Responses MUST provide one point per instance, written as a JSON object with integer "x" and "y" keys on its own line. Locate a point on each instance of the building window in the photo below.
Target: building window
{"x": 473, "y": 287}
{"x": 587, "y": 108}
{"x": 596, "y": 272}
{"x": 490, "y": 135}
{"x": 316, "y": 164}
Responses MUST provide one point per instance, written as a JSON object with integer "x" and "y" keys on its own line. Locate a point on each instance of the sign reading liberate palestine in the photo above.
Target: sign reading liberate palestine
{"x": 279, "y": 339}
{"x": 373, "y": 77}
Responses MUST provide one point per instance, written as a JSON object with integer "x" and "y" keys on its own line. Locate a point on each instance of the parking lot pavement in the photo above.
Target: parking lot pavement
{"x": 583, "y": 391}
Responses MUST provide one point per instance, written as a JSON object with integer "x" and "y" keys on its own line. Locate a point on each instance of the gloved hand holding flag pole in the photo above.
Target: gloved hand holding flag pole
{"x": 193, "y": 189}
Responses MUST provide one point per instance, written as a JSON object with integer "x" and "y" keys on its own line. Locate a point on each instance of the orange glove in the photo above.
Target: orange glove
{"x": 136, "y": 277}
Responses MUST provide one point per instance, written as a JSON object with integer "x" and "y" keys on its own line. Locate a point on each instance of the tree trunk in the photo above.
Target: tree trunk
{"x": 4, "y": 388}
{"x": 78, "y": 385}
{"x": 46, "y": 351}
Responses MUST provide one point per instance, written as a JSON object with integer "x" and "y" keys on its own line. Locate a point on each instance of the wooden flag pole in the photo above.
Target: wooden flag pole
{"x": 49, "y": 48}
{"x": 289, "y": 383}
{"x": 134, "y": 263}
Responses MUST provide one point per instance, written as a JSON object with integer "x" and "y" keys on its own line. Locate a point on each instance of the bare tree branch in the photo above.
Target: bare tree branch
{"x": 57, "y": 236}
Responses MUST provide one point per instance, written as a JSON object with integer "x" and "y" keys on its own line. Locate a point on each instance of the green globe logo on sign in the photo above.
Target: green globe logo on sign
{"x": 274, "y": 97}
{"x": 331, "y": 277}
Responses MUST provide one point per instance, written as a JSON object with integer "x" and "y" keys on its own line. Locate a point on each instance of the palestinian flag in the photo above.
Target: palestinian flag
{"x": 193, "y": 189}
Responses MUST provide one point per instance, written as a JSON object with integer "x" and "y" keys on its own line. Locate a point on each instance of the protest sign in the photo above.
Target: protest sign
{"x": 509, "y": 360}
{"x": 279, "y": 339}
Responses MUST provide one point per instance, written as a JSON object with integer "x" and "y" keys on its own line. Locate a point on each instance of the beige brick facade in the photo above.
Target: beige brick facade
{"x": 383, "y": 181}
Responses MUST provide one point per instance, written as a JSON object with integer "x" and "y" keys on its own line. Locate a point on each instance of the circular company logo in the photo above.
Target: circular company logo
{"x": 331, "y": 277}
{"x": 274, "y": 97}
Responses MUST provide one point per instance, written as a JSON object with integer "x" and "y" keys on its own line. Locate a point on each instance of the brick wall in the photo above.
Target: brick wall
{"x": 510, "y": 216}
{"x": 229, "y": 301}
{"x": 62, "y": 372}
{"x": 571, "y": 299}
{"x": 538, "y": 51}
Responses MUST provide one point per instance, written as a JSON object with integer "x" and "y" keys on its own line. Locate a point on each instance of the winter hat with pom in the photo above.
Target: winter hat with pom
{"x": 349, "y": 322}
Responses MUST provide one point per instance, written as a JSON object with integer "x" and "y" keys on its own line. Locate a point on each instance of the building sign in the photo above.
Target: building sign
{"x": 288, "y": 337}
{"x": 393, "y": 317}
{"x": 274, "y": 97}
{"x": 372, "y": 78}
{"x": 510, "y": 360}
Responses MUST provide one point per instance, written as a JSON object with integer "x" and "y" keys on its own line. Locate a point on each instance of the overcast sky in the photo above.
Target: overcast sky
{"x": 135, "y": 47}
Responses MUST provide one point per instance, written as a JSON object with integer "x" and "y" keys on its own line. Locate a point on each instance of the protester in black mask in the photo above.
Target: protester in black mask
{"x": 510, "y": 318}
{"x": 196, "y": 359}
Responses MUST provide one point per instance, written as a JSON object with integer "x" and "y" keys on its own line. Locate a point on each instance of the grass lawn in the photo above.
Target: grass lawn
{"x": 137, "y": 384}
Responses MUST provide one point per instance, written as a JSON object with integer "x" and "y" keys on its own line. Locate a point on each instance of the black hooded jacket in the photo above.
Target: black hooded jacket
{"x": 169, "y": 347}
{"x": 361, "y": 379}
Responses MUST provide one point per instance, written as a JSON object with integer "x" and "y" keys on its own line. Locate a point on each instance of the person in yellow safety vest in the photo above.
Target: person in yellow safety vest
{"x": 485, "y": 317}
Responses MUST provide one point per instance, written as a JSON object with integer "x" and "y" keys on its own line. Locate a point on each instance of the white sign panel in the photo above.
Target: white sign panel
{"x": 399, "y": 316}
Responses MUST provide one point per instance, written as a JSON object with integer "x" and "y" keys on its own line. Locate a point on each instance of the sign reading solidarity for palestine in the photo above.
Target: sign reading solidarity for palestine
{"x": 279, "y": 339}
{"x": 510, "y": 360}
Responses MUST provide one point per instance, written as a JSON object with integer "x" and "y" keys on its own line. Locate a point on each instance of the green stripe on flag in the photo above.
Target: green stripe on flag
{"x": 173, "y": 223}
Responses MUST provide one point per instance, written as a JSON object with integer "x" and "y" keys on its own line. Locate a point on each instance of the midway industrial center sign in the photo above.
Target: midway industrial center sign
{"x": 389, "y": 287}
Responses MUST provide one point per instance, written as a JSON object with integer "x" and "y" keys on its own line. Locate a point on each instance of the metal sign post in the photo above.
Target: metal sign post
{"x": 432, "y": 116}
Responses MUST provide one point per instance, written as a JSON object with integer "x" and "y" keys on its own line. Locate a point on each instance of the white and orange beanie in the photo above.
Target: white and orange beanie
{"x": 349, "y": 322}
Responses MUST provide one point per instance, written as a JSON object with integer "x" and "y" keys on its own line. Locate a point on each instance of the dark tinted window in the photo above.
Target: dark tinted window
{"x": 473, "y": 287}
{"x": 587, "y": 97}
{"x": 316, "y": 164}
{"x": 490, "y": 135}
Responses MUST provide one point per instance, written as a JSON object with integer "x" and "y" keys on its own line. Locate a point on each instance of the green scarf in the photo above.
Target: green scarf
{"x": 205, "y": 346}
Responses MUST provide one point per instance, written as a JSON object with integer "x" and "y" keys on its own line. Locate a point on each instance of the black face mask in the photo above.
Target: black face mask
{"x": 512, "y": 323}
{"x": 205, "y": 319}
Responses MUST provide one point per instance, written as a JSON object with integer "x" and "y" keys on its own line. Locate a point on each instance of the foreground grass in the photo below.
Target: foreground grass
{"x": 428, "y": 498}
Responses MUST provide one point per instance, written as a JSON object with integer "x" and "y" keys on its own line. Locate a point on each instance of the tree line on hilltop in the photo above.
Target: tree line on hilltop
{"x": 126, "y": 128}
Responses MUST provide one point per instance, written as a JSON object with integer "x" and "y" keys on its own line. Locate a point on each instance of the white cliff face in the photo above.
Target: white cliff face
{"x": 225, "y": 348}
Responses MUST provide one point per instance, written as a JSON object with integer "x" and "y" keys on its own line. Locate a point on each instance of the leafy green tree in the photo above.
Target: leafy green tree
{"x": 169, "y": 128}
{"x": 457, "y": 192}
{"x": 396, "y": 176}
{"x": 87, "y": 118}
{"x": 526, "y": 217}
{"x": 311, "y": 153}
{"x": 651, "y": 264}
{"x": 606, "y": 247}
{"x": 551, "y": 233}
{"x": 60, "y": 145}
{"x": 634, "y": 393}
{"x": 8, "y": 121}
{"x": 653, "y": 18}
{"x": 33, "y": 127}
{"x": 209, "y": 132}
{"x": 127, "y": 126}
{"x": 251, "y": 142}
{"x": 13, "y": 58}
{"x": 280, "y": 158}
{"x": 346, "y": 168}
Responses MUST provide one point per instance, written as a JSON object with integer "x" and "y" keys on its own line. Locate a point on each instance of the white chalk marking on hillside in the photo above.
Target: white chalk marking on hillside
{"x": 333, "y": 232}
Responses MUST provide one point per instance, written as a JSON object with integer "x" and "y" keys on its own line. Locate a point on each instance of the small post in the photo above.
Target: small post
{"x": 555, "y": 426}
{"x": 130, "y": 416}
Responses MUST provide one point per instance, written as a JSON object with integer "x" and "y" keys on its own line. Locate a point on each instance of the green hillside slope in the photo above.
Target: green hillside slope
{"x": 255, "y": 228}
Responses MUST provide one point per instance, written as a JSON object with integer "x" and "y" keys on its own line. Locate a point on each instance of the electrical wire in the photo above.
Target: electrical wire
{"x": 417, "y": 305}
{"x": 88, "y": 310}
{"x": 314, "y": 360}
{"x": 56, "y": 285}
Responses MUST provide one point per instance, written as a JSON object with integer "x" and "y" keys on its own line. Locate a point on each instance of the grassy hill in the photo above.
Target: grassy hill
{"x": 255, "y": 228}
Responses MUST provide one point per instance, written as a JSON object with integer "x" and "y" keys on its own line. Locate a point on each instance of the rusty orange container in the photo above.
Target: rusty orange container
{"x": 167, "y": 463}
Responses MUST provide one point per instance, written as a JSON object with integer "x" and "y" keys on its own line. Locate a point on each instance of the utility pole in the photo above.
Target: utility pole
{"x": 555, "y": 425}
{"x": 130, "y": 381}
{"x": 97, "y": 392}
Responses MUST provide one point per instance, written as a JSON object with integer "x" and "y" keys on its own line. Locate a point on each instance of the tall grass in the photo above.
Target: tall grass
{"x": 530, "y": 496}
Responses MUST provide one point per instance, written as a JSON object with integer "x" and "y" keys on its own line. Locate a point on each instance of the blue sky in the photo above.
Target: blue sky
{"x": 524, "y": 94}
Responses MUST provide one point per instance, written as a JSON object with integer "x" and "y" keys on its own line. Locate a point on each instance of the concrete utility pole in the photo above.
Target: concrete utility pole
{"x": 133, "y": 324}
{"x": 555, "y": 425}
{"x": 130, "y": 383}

**PROBLEM STATEMENT:** Please change "blue sky" to "clear sky" throughout everything from the line containing "grass in the photo above." down to the last line, and give those lines again with nothing else altered.

**PROBLEM SOLUTION:**
Responses MUST provide one point per instance, written as a JSON object with integer "x" and "y" keys on its own line. Locate a point on each instance of the tall grass in the photo above.
Target: tall grass
{"x": 530, "y": 496}
Responses MUST provide one point per instance, written as a JSON object with integer "x" and "y" keys on its own line. Locate a point on each instance of the clear sky in the photo above.
Target: clear sky
{"x": 524, "y": 94}
Responses MUST provide one point per instance, written as a JSON object with integer "x" and "y" keys on its own line. Locate a point on each instance of the concrete utility pole in the photo above.
Target: concrete utility pole
{"x": 133, "y": 324}
{"x": 555, "y": 425}
{"x": 130, "y": 383}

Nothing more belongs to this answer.